AUFGABE: Kannst du den Text über Urban Exploring im Anschluss an seinen letzten Satz fortsetzen?

*** AUSGANGSTEXT ***

Eine Geschichte des Kleinen.

Für T., eine weitere Urban Explorerin, stehen vor allem Spuren des täglichen Lebens im Vordergrund. „Wir haben die einmalige Möglichkeit, Personen, die nicht mehr da sind, in die Gegenwart zu holen“, erklärt sie ihren Zugang zum Urban Exploring. Auch wenn die Gebäude, in die sie sich wagt, verlassen sind, nimmt sie sie lange nicht als tot wahr – ganz im Gegenteil. „Der Raum lebt weiter, auch wenn die ehemaligen Nutzer ihn schon lange verlassen haben“, erklärt sie. „Man entdeckt immer wieder Einzelheiten. Einen zurückgelassenen Kaffeelöffel, einen Topf, der noch am Herd steht. Das alles erzählt eine Geschichte.“ Für sie gibt es nichts Spannenderes, als diese zu entdecken und daraus das Puzzle der Vergangenheit zusammenzusetzen.

*** BEREITGESTELLTE ANGABEN ***

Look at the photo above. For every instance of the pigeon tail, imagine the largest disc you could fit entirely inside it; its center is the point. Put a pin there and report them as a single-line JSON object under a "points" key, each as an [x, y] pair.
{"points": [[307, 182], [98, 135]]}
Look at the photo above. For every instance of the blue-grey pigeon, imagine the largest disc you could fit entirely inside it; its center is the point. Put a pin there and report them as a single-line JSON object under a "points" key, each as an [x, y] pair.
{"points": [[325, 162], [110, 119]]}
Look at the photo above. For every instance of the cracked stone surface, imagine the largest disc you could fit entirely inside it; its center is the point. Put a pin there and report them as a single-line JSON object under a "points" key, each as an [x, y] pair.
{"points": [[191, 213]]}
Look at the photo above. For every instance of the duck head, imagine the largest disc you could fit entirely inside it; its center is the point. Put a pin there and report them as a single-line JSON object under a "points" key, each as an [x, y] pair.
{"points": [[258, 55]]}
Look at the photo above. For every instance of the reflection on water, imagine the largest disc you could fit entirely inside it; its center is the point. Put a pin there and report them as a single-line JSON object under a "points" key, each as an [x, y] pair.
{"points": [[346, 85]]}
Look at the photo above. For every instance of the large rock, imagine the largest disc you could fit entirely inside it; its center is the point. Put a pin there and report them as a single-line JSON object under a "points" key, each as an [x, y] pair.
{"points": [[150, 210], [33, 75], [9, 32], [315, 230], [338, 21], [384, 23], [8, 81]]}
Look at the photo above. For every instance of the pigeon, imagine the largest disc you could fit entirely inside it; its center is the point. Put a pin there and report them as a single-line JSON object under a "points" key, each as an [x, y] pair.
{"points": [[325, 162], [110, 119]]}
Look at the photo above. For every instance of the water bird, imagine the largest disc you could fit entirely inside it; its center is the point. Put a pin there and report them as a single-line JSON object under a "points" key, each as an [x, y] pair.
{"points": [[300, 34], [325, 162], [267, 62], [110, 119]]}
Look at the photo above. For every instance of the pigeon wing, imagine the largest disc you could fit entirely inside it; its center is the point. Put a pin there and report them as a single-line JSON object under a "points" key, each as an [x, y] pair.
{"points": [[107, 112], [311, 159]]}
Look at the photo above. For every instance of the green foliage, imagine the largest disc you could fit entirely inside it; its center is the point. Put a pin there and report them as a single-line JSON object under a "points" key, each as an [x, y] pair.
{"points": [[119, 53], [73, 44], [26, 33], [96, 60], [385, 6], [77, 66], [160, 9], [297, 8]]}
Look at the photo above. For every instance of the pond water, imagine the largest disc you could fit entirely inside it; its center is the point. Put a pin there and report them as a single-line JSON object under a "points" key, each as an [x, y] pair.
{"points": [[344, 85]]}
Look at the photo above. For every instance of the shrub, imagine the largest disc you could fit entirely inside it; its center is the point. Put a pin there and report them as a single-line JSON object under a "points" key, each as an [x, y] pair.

***

ANTWORT:
Aufmerksam und Achtsam.

Sowohl N. als auch T. sehen es beinahe als ihre Pflicht an, die Stadt anders wahrzunehmen. „Urban Explorer entwickeln einen Blick für die Details, die sonst übersehen werden. Wir nehmen die Stadt anders war. Und alleine durch das Sehen von Dingen, an denen andere vorbeigehen, würdigen wir etwas, das sonst verloren ginge“, meint T. Auch wenn sie bei ihren Erkundungen in den Lebensraum anderer eindringt, hat sie kein schlechtes Gewissen. „Wir haben Respekt vor der Geschichte der Objekte, die wir erkunden“, meint sie. „Und durch unsere Beobachtungen und nicht zuletzt durch die Fotos, die wir machen, bewahren wir die Seele der Gebäude, in denen wir unterwegs sind.“

Die Eingeweide der Stadt.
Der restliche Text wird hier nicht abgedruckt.